- **Entries shown**:
-- START --

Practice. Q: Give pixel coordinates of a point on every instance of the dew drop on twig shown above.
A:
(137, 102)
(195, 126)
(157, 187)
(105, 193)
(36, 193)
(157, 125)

-- END --

- **Written task**: Put the data above into a Markdown table with two columns, No. and Line. Give each non-blank line its own numbered row.

- **Answer to the problem**:
| No. | Line |
|---|---|
| 1 | Practice. Q: Give pixel coordinates of a point on every instance of the dew drop on twig shown above. |
| 2 | A: |
| 3 | (137, 102) |
| 4 | (195, 126) |
| 5 | (157, 187) |
| 6 | (105, 193) |
| 7 | (36, 193) |
| 8 | (157, 125) |